# Entries provided
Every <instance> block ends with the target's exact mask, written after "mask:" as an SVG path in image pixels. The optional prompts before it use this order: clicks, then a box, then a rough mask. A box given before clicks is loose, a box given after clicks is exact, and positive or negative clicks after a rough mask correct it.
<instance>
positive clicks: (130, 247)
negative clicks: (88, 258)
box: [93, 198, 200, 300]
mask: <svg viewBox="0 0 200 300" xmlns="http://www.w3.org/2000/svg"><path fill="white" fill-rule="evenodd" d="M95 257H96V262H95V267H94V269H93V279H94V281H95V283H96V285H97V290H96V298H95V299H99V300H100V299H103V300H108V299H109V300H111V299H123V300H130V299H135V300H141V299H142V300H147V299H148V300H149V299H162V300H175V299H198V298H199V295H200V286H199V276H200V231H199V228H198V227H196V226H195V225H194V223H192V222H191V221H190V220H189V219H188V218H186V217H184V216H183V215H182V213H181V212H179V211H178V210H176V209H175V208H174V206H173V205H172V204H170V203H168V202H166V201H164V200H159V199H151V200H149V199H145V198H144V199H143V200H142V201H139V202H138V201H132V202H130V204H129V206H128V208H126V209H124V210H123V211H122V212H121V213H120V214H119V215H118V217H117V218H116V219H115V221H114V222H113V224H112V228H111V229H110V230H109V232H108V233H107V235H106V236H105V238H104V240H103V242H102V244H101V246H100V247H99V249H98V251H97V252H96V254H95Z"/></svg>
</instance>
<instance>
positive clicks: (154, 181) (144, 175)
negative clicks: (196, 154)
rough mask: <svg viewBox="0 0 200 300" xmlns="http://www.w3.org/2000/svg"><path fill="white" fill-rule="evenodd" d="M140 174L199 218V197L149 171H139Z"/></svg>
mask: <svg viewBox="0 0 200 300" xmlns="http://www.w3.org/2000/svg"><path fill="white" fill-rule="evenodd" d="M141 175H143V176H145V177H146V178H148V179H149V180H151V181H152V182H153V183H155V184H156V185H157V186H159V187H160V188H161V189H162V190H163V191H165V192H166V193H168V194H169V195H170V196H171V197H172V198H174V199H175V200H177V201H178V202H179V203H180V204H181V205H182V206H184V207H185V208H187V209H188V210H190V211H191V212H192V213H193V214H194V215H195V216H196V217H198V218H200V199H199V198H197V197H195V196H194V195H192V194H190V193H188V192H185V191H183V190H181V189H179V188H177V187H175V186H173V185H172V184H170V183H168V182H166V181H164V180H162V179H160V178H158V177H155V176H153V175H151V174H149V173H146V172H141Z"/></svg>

# What to do
Find the word "negative" in the entries. Copy each line that holds it.

# Expected output
Every <instance> block ends with the target's exact mask, written after "mask:" as an SVG path in image pixels. The optional prompts before it use this order: clicks, then a box, then a rough mask. A box given before clicks is loose, a box given after clicks is exact, and positive or negative clicks after a rough mask correct it.
negative clicks: (88, 258)
negative clicks: (196, 154)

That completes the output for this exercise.